__What to work on__.
If a line in the records below includes the word "siding", count it, then give the total and nothing else.

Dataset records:
++++++

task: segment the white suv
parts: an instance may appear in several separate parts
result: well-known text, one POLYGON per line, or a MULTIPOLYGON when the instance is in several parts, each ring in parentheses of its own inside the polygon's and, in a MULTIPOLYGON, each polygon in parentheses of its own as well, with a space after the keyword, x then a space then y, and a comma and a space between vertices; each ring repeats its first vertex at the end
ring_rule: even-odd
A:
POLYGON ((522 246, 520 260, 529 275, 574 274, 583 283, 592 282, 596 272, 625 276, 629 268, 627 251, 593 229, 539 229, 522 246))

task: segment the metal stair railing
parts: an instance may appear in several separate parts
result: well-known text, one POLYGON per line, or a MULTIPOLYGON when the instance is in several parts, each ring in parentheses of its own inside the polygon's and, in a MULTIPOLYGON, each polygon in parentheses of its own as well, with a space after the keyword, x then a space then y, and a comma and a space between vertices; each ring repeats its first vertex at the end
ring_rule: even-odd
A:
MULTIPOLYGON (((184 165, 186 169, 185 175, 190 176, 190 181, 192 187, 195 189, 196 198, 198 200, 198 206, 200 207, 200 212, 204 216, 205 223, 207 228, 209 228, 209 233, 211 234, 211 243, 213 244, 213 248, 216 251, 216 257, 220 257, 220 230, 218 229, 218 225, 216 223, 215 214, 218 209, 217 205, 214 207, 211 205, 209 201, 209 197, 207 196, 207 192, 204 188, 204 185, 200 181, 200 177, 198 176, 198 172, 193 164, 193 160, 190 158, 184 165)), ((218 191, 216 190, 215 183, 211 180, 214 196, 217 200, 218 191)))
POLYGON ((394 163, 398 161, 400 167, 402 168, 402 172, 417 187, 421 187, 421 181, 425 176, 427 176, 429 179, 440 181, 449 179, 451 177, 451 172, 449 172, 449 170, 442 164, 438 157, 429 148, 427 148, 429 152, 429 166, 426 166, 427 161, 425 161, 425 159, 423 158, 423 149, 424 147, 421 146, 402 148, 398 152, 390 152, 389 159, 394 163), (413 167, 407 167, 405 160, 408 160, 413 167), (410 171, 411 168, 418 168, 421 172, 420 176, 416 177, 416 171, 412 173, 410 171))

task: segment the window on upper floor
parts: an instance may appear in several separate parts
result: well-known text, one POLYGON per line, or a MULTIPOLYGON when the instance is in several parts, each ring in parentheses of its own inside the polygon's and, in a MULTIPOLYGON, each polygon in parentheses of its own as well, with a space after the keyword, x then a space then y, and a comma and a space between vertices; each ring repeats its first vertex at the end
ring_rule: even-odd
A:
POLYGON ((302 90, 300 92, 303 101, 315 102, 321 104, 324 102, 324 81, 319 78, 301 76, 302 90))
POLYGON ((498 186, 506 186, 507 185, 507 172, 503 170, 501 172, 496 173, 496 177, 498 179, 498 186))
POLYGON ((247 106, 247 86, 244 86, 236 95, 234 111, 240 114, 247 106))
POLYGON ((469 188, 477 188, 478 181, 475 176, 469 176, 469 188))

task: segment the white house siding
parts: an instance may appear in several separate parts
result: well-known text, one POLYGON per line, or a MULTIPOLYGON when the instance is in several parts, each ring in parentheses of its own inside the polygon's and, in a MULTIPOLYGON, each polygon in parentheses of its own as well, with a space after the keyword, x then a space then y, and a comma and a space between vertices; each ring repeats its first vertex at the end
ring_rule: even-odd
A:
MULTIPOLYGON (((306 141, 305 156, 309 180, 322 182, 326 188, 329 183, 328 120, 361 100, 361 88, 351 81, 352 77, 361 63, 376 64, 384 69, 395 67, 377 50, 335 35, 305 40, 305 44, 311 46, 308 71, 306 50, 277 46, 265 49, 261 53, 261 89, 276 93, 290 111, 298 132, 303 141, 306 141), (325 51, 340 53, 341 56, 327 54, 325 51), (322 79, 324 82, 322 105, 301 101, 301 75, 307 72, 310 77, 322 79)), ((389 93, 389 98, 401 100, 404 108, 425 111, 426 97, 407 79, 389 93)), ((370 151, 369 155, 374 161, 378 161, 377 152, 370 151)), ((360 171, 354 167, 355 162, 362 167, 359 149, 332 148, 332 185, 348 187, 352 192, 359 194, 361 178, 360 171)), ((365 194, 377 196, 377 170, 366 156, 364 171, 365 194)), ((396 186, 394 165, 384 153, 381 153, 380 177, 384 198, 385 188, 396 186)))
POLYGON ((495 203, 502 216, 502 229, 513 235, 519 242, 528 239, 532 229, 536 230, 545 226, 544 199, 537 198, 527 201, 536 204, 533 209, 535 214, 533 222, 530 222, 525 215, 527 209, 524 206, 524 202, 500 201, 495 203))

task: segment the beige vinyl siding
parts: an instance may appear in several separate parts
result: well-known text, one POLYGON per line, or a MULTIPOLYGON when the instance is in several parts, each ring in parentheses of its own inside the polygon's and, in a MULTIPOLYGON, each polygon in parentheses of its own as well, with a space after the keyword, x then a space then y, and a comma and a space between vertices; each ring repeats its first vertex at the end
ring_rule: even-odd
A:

++++++

__Task output__.
2